(Stored dataset items)

-*-*-

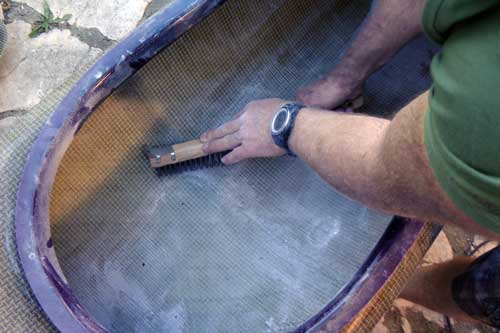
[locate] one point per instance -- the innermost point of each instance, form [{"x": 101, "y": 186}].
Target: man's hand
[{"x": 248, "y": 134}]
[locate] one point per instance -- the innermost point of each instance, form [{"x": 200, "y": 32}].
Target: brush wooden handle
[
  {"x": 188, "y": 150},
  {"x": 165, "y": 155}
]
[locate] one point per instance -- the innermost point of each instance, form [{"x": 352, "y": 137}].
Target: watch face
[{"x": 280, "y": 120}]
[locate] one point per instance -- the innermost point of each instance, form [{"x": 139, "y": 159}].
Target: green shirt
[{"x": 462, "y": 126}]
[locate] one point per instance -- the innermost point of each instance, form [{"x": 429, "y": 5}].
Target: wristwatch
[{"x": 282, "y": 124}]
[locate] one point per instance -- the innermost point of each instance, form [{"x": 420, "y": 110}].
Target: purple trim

-*-*-

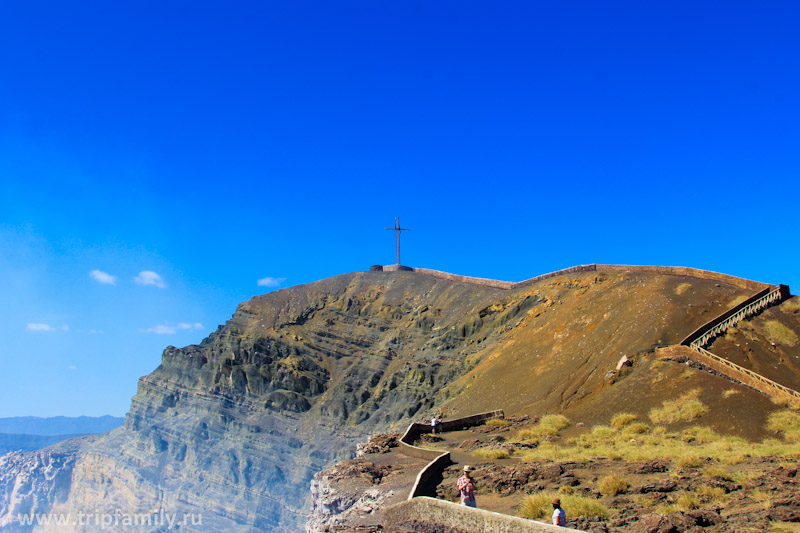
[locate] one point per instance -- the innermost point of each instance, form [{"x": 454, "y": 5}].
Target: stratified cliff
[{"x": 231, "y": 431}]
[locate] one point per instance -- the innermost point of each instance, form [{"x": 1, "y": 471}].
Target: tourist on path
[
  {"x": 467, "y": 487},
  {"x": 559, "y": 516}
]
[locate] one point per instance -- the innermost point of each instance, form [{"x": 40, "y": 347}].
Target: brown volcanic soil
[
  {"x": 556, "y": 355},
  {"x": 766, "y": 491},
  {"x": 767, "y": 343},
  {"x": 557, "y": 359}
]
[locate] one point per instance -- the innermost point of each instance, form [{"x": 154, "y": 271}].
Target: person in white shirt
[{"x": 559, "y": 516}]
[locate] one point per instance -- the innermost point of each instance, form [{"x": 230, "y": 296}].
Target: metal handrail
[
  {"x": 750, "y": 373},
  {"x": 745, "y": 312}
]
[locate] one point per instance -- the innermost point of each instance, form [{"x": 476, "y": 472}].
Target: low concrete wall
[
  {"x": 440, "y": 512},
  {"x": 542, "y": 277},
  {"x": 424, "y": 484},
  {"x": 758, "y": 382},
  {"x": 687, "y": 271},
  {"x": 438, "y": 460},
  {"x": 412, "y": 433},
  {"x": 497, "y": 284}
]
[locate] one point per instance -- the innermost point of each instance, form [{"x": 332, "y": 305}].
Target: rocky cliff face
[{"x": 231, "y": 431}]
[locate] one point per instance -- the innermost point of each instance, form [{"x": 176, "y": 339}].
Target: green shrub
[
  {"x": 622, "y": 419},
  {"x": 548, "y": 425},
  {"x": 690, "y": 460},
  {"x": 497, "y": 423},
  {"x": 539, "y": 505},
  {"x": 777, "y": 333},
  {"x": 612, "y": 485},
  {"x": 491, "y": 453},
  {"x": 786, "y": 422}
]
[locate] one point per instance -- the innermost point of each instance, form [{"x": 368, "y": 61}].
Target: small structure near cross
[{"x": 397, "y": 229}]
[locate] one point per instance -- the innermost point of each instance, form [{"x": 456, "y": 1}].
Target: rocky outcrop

-*-*-

:: TASK REQUIREMENTS ::
Above are some lines. Repeat exactly, and only, those from the line that has "Target: small structure near cross" through the line that has "Target: rocky outcrop".

:: SOLUTION ::
Target: small structure near cross
[{"x": 397, "y": 229}]
[locate] one point per instance -- the innermost point of each instance, form [{"x": 456, "y": 1}].
Target: rocky outcrop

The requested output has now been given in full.